Data provided
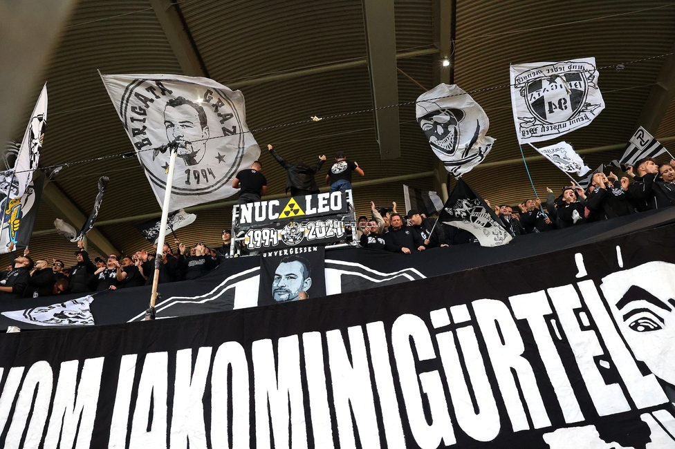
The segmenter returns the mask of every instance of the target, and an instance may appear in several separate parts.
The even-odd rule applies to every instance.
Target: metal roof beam
[[[366,48],[380,157],[400,157],[394,0],[363,0]],[[393,106],[393,107],[388,107]]]
[[[656,135],[668,106],[675,98],[675,43],[670,52],[671,55],[666,57],[663,61],[661,70],[656,77],[656,84],[651,87],[649,96],[647,97],[634,126],[635,128],[642,126],[652,135]]]
[[[434,27],[434,45],[438,49],[438,59],[434,61],[434,85],[441,83],[450,84],[454,78],[454,54],[452,42],[454,40],[455,13],[454,0],[433,0],[432,4]],[[443,66],[443,61],[450,63]]]
[[[81,229],[86,221],[87,217],[73,204],[73,201],[55,184],[48,182],[48,180],[44,180],[41,200],[51,207],[64,221],[75,226],[75,229]],[[50,231],[53,230],[50,229]],[[36,231],[33,233],[33,235],[39,235],[39,233],[40,231]],[[101,254],[120,254],[115,245],[98,229],[89,231],[86,234],[86,239],[88,244]]]
[[[661,137],[657,138],[657,140],[662,144],[666,144],[669,142],[673,142],[675,140],[675,137]],[[602,151],[610,151],[613,150],[622,150],[626,148],[626,144],[614,144],[613,145],[604,145],[603,146],[595,146],[593,148],[586,148],[583,150],[579,150],[576,153],[577,154],[590,154],[591,153],[600,153]],[[536,156],[528,156],[525,158],[526,162],[531,162],[535,160],[544,160],[546,159],[542,155],[537,155]],[[483,169],[489,169],[495,166],[504,166],[506,165],[516,165],[517,164],[522,164],[522,157],[516,157],[515,159],[505,159],[503,160],[497,160],[494,162],[482,162],[479,165],[477,165],[473,168],[474,170],[481,170]]]
[[[427,55],[436,55],[438,52],[438,48],[422,48],[420,50],[413,50],[412,51],[405,51],[396,53],[397,59],[405,59],[407,58],[415,57],[417,56],[425,56]],[[324,73],[325,72],[332,72],[333,70],[342,70],[354,67],[363,67],[368,65],[368,59],[366,58],[356,58],[352,61],[346,62],[335,62],[327,64],[291,72],[284,72],[282,73],[275,73],[273,75],[265,75],[255,78],[246,78],[245,79],[234,79],[232,81],[225,81],[223,84],[230,88],[239,88],[242,86],[252,86],[253,84],[261,84],[272,81],[281,81],[284,79],[293,79],[316,73]]]
[[[178,2],[172,0],[150,0],[164,34],[167,35],[174,55],[183,73],[190,77],[209,78],[204,61],[199,55],[194,39]]]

Direction
Count the lines in the listing above that contain the string "instance", matching case exactly, and reply with that number alone.

Complete response
2